OBJECTIVES →
a) From the Kinesis GTD V2 review below, list everything the tubeset is said to have fittings for.
b) Answer these questions using the Kinesis GTD V2 review below.
(i) Rather than being riveted, how are the GTD's fixtures attached?
(ii) What stack figure does the review give for the new geometry?
(iii) What is the carbon fork compatible with?

GIVEN PASSAGE →
###
There’s no doubting the endurance ambitions of the new Kinesis GTD V2. A titanium frame should last a lifetime and Kinesis’ stunningly finished take on the material is designed for year-round use.
The butted, custom-specified tubeset is replete with fittings for mudguards, racks, a third bottle cage and internal cable routing, while the carbon fork is compatible with a bike dynamo, covering you for just about every eventuality.
The GTD’s fixtures are all welded in place rather than riveted, attention to detail usually only found on premium custom frames.
Its cable ports, which can be adapted to both mechanical or electronic drivetrains, are another nice touch.
Kinesis GTD V2 geometry
Kinesis’ Swiss Army knife approach to fixtures may make you think of the GTD as a touring bike, a luggage-bearing workhorse for the leisure rider. But it’s much more than that.
Its all-new geometry is sportier than ever, its 600mm stack and 403mm reach making it even sportier than Giant’s Defy.
The GTD feels like a classic road bike in the saddle. The liveliness of titanium delivers a ride that’s smooth but also taut and responsive on out-of-the-saddle sprints and when you’re powering up steep slopes.
###
PROVIDED DATA →
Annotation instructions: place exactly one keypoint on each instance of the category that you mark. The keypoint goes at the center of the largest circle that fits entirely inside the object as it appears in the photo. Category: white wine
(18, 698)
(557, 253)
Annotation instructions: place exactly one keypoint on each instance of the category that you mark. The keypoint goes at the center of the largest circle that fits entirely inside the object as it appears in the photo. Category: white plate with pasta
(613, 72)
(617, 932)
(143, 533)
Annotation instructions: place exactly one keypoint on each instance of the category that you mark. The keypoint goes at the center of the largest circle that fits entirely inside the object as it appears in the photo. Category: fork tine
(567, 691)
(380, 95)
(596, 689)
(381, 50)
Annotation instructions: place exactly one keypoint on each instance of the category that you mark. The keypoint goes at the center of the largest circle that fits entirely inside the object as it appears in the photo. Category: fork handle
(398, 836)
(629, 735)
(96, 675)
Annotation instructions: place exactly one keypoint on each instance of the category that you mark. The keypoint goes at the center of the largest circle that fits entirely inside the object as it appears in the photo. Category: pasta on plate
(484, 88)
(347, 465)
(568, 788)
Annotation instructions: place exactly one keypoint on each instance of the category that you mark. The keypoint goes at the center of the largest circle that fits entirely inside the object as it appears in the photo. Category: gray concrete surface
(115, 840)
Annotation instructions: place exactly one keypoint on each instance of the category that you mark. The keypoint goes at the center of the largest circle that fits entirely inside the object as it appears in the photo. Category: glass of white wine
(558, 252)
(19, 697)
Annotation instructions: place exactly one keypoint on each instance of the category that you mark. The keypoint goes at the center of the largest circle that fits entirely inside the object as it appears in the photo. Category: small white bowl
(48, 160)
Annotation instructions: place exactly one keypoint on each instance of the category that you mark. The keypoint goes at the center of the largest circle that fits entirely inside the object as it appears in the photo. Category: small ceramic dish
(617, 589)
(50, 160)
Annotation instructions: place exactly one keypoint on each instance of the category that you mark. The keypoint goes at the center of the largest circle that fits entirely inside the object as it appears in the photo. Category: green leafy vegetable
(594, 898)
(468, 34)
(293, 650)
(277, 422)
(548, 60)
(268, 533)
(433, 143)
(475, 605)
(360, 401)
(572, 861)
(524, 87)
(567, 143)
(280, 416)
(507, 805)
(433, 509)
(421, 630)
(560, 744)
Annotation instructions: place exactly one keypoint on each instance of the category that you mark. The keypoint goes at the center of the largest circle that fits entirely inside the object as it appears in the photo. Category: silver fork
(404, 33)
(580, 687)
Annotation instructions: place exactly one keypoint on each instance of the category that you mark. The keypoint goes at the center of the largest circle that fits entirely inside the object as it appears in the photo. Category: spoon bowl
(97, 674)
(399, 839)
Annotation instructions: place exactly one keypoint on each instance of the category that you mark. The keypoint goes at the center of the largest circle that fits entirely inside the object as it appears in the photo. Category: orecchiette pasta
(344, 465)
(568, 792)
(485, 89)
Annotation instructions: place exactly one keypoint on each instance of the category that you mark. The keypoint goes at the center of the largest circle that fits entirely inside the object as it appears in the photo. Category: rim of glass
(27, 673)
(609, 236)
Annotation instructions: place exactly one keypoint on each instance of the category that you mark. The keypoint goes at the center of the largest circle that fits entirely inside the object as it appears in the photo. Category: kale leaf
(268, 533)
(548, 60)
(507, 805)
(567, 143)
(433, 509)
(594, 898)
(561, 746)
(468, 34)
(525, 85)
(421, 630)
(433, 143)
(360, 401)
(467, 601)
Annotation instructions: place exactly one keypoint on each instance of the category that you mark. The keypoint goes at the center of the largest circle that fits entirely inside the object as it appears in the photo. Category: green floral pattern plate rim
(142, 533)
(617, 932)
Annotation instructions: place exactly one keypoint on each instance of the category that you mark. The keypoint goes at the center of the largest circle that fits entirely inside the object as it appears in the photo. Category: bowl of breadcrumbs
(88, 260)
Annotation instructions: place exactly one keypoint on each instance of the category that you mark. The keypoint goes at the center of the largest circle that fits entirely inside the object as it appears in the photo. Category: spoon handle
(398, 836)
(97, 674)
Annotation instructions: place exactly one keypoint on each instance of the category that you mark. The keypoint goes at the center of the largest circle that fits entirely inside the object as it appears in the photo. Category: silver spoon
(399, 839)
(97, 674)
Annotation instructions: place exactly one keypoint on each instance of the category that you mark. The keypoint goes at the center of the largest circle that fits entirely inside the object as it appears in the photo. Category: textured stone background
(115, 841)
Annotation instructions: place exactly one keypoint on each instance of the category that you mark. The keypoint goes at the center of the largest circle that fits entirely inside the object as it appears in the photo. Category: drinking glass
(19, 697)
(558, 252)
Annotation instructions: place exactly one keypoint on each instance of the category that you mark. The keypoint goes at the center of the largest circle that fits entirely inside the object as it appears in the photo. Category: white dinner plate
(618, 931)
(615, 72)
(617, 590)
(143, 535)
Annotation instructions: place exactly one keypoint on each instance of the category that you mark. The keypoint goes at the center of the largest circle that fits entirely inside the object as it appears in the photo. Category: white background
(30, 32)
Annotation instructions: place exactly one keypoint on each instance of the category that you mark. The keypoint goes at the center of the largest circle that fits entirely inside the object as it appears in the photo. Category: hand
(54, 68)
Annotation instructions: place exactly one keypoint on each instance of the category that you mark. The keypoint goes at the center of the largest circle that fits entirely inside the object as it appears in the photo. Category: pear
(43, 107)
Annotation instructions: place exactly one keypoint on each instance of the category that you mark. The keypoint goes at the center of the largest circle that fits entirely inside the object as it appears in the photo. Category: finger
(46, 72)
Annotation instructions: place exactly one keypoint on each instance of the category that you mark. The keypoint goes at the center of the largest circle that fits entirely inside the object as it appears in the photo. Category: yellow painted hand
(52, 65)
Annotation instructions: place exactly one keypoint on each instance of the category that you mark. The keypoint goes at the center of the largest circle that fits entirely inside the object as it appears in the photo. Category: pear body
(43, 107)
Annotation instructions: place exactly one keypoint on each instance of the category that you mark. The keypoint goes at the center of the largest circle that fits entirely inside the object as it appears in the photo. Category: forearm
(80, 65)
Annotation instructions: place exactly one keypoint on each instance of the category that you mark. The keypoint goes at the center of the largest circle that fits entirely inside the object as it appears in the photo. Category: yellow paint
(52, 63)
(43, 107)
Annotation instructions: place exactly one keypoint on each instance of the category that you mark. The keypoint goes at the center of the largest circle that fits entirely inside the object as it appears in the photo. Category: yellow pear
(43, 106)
###
EXPECTED ANSWERS →
a) Mudguards, racks, a third bottle cage, internal cable routing

b)
(i) They are welded in place.
(ii) 600mm.
(iii) A bike dynamo.